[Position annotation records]
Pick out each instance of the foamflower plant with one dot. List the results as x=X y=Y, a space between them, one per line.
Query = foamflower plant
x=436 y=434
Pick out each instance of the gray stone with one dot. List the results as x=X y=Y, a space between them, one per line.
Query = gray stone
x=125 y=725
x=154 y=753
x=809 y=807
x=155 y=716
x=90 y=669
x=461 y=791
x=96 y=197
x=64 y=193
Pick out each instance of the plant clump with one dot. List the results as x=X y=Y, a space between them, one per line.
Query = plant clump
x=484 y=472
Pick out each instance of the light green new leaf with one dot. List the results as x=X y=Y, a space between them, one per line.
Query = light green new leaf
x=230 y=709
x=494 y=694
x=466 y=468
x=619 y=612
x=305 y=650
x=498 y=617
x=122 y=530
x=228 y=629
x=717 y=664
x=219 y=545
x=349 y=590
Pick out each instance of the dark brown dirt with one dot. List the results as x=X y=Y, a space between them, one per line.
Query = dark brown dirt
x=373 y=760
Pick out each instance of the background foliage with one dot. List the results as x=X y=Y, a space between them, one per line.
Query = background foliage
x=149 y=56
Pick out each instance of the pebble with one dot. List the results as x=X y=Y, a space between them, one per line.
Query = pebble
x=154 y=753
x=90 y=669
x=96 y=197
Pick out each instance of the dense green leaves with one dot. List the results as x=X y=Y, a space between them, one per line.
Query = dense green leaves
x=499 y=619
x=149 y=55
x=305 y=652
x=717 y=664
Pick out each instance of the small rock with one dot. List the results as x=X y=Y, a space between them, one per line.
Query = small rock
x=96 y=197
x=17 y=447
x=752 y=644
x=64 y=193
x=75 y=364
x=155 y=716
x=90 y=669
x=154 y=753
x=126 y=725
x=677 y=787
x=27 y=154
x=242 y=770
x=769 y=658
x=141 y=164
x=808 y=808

:: Exercise task ::
Reproduce only the lines running from the one that contains "Pick out each instance of the dark" to the last line of the records.

:: Exercise output ::
Pick out each instance of the dark brown dirt with one dot. List the results as x=X y=Y, a space between them, one per line.
Query = dark brown dirt
x=373 y=760
Pick out each instance of the background foliage with one dot. List the results as x=X y=Y, a space between them, one per line.
Query = background foliage
x=149 y=56
Pick out each instance of the pebble with one dot. List the results as x=X y=Y, a space between them, one per line.
Query = pebble
x=154 y=753
x=90 y=669
x=96 y=197
Pick out each instance of the dense green leaves with one dot. List the results as x=X y=Y, a space between them, one per line.
Query = dense green leaves
x=499 y=619
x=149 y=55
x=305 y=652
x=717 y=664
Pick out each instance of the small rock with one dot. List the results as x=X y=Y, a space between them, one per line.
Query = small rock
x=96 y=197
x=17 y=447
x=752 y=644
x=64 y=193
x=75 y=364
x=155 y=716
x=90 y=669
x=154 y=753
x=126 y=725
x=677 y=787
x=27 y=154
x=242 y=770
x=769 y=658
x=141 y=164
x=808 y=808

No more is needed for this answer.